**Parts of the exercise**
**A)** Answer these questions using the employment agreement between Vyyo Inc. and Davidi Gilo:
(i) As of what date is the amended and restated agreement made?
(ii) Which two positions did Gilo hold under the employment agreement dated February 10, 2006?
(iii) About how many hours per week must Gilo devote to the business of the Corporation?
**B)** Write the next clauses of the employment agreement between Vyyo Inc. and Davidi Gilo, starting after its final sentence.

**Selection**
——————
THIS AMENDED AND RESTATED EMPLOYMENT AGREEMENT (this Agreement), made and entered into as of February 1, 2008 (the Restatement Date), by and between VYYO INC., a Delaware corporation (hereinafter the Corporation), and DAVIDI GILO (hereinafter Gilo).
RECITALS
A. The Corporation previously employed Gilo as Chief Executive Officer and Chairman of the Corporations Board of Directors pursuant to the terms of an Employment Agreement between the Corporation and Gilo made and entered into as of February 10, 2006 (the Effective Date), and as Chairman of the Corporations Board of Directors pursuant to the terms of an Amended and Restated Employment Agreement between the Corporation and Gilo made and entered into as of April 5, 2007, subject to election to the Board of Directors by the Corporations stockholders and until Gilos successor is duly appointed and elected. The Corporation and Gilo now desire to enter this Agreement as of the Restatement Date under the terms set forth below.
B. In connection with Gilos employment with the Corporation, the Corporation and Gilo desire to enter into this Agreement according to the terms and conditions set forth below.
AGREEMENT
NOW, THEREFORE, the parties hereto hereby agree as follows:
1. Employment Duties.
a. General. The Corporation hereby agrees to employ Gilo, and Gilo hereby agrees to accept employment with the Corporation, on the terms and conditions hereinafter set forth.
b. Corporations Duties. The Corporation shall allow Gilo to, and Gilo shall, perform responsibilities normally incident to the position of Chairman of the Board of Directors, commensurate with his background, education, experience and professional standing. The Corporation shall provide Gilo with such office equipment, supplies, customary services and cooperation suitable for the performance of his duties.
c. Gilos Duties. Unless otherwise agreed to by the parties, Gilo shall serve as Chairman of the Board of the Corporation, subject to the vote of the stockholders and Board of Directors as applicable, and until Gilos successor is duly appointed and elected. Gilo shall devote approximately twenty (20) hours per week to the business of the Corporation, and shall not become engaged to render similar services on behalf of any other entity while employed hereunder which is in any way competitive to the Corporation, without the consent of the Corporations Board of Directors. Gilo shall report directly to the Corporations Board of Directors.
——————
Photo object pointing records
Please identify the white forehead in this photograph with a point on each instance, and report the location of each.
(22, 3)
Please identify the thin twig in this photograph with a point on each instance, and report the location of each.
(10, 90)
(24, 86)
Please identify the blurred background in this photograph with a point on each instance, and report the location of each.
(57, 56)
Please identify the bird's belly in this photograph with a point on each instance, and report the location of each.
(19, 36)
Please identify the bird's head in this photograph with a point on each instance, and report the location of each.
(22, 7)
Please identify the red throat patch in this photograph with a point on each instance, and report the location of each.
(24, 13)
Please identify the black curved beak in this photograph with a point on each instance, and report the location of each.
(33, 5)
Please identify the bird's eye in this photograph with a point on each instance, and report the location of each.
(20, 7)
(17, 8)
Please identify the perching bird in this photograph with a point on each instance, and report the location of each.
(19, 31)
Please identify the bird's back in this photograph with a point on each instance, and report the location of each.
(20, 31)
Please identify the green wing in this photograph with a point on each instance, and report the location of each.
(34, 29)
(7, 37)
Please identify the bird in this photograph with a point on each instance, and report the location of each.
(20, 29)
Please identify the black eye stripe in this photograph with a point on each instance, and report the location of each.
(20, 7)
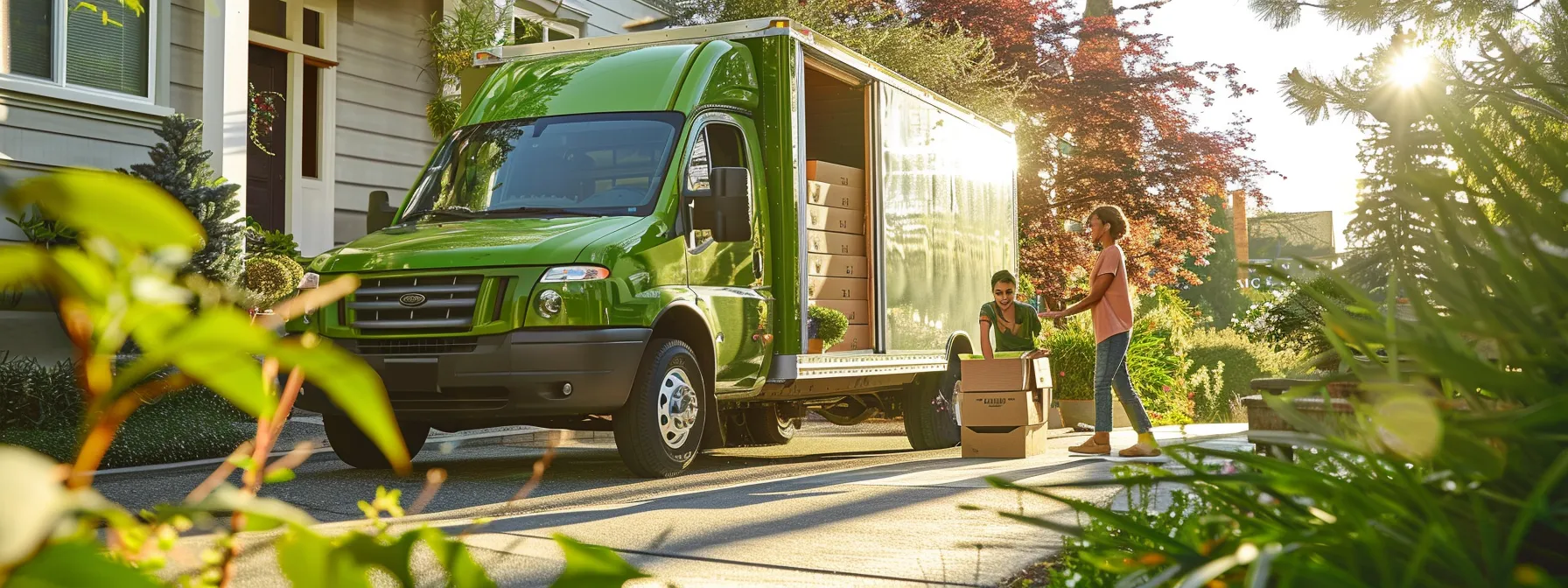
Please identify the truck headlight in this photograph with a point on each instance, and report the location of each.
(574, 273)
(550, 303)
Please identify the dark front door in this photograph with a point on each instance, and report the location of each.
(263, 187)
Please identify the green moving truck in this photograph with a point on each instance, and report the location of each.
(626, 234)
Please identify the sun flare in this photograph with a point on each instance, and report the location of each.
(1410, 67)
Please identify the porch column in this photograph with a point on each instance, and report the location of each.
(225, 96)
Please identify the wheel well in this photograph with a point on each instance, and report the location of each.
(957, 346)
(689, 326)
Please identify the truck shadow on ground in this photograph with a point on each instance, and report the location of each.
(655, 528)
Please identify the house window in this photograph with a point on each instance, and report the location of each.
(101, 46)
(532, 27)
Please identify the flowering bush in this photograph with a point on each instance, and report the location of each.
(1292, 318)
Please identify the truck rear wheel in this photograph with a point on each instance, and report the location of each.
(358, 451)
(661, 427)
(770, 427)
(928, 417)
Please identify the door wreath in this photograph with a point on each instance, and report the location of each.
(263, 112)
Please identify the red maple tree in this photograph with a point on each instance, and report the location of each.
(1109, 121)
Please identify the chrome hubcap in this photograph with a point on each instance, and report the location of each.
(678, 408)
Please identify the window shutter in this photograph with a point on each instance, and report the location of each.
(107, 57)
(29, 38)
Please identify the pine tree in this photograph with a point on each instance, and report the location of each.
(179, 166)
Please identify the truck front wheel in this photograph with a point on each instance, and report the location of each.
(358, 451)
(928, 417)
(661, 427)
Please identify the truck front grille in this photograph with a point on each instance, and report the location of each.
(414, 304)
(425, 346)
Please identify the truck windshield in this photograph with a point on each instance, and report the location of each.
(579, 165)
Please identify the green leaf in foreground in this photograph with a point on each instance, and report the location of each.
(309, 562)
(593, 566)
(108, 204)
(354, 388)
(77, 564)
(21, 263)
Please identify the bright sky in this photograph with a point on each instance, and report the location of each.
(1319, 160)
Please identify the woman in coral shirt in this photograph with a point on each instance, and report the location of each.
(1110, 301)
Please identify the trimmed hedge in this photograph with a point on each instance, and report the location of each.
(41, 410)
(1243, 360)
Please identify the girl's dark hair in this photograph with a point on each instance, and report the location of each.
(1002, 276)
(1112, 217)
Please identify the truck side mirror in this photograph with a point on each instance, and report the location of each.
(380, 212)
(726, 209)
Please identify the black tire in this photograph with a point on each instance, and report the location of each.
(767, 427)
(928, 411)
(358, 451)
(661, 427)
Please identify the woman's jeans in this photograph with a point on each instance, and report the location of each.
(1110, 369)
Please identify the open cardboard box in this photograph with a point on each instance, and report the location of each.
(1002, 408)
(1004, 374)
(1019, 441)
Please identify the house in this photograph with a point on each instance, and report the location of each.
(85, 83)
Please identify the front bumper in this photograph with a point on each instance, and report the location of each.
(494, 378)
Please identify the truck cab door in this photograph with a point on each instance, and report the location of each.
(730, 279)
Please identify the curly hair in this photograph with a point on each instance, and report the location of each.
(1112, 217)
(1002, 276)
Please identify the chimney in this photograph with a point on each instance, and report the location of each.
(1239, 229)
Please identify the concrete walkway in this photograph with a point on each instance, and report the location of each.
(886, 526)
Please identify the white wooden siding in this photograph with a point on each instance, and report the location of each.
(383, 138)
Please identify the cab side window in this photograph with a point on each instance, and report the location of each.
(718, 146)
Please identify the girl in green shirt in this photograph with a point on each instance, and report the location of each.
(1017, 324)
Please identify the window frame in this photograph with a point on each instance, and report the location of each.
(548, 24)
(294, 32)
(701, 122)
(57, 87)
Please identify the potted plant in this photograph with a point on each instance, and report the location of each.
(825, 328)
(271, 271)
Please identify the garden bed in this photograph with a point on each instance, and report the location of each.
(39, 408)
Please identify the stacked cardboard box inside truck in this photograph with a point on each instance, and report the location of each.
(836, 241)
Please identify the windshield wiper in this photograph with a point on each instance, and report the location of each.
(457, 212)
(538, 211)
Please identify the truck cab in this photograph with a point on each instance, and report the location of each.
(613, 237)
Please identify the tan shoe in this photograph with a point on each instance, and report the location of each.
(1090, 447)
(1140, 451)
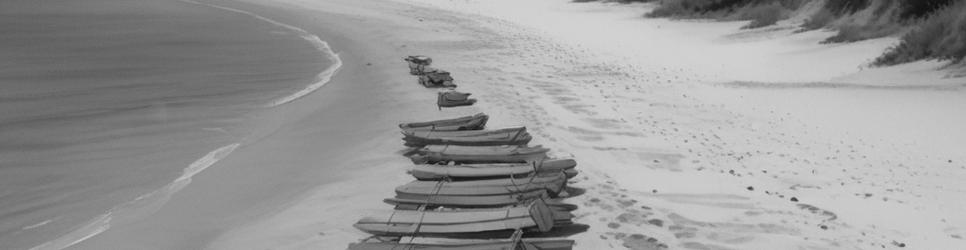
——————
**The responses**
**A)**
(i) February 1, 2008
(ii) Chief Executive Officer and Chairman of the Board of Directors
(iii) Approximately twenty (20) hours per week

**B)**
2. Term. The initial term of this employment agreement is three (3) years from the Effective Date (the Initial Term). Thereafter, this Agreement may be renewed by Gilo and the Corporation on such terms as the parties may agree to in writing. Absent written notice to the contrary, thirty (30) days prior to the end of the Initial Term, this Agreement will be automatically renewed for consecutive one (1) year extensions (together with the Initial Term, the Term). Should the Initial Term not be renewed after the expiration of the first three (3) year term, Gilo shall be entitled to severance in exchange for a release as to any and all claims Gilo may have against the Corporation as provided in Section 6.d.
3. Compensation. Gilo shall be compensated as follows:
a. Fixed Salary. Gilo shall receive Twelve Thousand Dollars ($12,000) fixed annual salary. The Corporation agrees to review the fixed salary on or before December 31, 2007, and thereafter at the end of each calendar year during the Term based upon Gilos services and the financial results of the Corporation, and to make any increase as may be determined appropriate in the sole discretion of the Corporations Compensation Committee or Board of Directors.
b. Payment. Gilos fixed salary shall be payable on a semi-monthly basis, in accordance with the Corporations usual payroll practices.
c. Bonus Compensation. During the Term, Gilo shall participate in such bonus plan(s) adopted by the Corporations Board of Directors, from time to time. Gilo shall be entitled to receive an additional annual bonus based on his performance and that of the Corporation each year as determined by the Board of Directors of this Corporation, or its Compensation Committee; provided, however, that in no event will such date be later than the date that is two and one-half months from the end of the later of (i) Gilos first taxable year in which Gilos bonus is determined or (ii) the Corporations taxable year in which the bonus award is determined. The bonus shall be prorated should Gilos employment terminate prior to the full calendar year.
d. Stock Options. Gilo shall be eligible for certain stock options that may be awarded by the Corporation, from time to time.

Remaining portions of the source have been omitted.